→ EXCERPTED TEXT
- Born: 8 November 1823 St Pancras, London
- Died: 5 January 1892 (aged 68) Brixton, London
- Education: King's College School
- Occupation: Chemist
- Spouse: Ellen Labatt (d. 1901)
- Father: Dr. Adolphus Bernays

= Albert James Bernays =

Albert James Bernays (8 November 1823 – 5 January 1892) was a British chemist. He was the son of Dr. Adolphus Bernays (d. 22 December 1864), modern languages Professor at King's College, London.

→ ACTIONS TO TAKE
1) Retype the passage from the Bernays text that begins at the words "- Father: Dr." and stops after "King's College, London.".
2) Answer these from the text on Albert James Bernays:
(a) Which school did Bernays attend?
(b) What subject did his father teach at King's College, London?
(c) Where did Bernays die?
Rely only on the Albert James Bernays text for these.

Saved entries
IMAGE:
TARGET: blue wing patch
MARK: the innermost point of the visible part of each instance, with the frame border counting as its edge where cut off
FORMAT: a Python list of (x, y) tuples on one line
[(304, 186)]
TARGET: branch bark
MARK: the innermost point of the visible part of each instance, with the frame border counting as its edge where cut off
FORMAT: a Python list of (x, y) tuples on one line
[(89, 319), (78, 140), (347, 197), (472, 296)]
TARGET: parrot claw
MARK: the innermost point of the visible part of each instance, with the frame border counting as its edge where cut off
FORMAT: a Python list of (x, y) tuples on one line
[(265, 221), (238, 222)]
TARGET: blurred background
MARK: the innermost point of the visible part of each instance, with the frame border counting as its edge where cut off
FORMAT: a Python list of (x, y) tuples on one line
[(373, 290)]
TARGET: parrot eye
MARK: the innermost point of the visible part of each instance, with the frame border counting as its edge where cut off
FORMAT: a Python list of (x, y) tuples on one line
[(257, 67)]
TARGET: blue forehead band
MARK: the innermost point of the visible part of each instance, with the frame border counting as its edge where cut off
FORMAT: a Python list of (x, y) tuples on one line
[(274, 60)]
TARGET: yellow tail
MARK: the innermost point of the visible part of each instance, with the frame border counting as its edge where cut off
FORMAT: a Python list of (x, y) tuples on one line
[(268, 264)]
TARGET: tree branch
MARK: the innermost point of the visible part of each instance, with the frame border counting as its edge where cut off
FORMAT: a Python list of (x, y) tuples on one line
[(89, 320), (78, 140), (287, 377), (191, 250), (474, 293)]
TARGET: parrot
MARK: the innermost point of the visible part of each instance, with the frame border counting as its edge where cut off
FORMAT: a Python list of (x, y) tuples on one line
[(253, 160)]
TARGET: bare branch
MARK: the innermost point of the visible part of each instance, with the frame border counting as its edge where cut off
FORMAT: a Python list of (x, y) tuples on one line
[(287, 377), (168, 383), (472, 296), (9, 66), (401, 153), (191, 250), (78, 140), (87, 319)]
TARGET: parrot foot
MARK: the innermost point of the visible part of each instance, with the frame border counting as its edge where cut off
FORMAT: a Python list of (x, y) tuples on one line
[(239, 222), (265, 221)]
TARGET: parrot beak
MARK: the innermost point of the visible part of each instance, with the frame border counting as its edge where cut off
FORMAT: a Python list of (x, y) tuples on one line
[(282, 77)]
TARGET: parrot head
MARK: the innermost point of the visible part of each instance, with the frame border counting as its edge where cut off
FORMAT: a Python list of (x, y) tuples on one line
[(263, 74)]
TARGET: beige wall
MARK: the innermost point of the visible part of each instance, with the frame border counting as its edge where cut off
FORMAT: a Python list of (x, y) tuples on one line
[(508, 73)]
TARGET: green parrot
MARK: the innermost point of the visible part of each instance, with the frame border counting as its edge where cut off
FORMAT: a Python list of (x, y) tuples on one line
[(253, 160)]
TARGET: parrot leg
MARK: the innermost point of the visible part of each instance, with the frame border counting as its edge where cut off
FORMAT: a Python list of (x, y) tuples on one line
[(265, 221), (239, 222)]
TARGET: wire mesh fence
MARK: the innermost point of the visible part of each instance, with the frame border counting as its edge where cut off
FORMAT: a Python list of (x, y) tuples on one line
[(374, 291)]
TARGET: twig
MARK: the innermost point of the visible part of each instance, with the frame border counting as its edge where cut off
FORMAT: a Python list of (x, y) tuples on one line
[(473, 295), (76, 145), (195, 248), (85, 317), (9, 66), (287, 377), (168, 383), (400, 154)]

→ OUTPUTS IN ORDER
1)
- Father: Dr. Adolphus Bernays

= Albert James Bernays =

Albert James Bernays (8 November 1823 – 5 January 1892) was a British chemist. He was the son of Dr. Adolphus Bernays (d. 22 December 1864), modern languages Professor at King's College, London.

2)
(a) King's College School
(b) Modern languages
(c) Brixton, London